■ Dataset extract
[START]

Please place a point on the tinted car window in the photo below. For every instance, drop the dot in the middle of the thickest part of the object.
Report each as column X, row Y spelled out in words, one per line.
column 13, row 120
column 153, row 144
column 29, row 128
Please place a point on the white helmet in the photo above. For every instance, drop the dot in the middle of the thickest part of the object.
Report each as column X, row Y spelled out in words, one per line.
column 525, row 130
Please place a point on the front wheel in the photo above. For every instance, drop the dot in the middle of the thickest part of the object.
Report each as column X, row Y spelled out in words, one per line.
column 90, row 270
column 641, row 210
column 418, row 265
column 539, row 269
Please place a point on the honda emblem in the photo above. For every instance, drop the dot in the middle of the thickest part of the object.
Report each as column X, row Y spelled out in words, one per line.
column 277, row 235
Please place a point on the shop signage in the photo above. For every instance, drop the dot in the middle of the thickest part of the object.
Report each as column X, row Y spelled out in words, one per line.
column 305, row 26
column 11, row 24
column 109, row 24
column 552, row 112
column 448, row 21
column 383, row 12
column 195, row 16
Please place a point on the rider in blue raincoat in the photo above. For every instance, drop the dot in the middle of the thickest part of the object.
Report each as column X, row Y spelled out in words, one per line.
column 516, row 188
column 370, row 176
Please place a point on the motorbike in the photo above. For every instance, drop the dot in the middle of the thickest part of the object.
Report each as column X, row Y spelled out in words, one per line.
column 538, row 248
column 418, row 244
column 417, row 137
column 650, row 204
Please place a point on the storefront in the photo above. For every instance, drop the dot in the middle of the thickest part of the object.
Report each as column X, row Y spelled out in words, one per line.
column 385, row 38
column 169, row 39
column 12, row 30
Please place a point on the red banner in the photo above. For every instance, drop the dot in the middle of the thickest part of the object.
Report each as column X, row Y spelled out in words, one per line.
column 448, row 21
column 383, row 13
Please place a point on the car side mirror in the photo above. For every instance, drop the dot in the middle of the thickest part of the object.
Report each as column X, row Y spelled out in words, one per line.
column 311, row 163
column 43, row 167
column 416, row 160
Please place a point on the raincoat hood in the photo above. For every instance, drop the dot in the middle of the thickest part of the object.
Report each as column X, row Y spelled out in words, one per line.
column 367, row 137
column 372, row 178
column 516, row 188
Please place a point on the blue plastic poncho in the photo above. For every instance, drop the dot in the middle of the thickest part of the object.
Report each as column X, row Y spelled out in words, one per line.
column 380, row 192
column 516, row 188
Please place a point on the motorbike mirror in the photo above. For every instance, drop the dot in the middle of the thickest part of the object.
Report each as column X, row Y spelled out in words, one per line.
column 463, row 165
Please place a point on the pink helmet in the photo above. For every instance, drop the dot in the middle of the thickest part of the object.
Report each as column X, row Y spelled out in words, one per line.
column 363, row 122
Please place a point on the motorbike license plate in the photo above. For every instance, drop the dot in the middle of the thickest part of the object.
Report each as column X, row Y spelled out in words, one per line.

[END]

Copy word for word every line of the records from the one containing "Please place a point on the pink" through the last line.

Please place a point on the pink helmet in the photo above. For every instance, drop the dot in the middle of the thickest part of the object.
Report each as column X, row Y spelled out in words, one per line.
column 363, row 122
Please place a point on the motorbike license plate in the photo above. For every instance, drop the dot in the middle of the thickest part of the object.
Report each as column X, row Y spelled out in words, one per line.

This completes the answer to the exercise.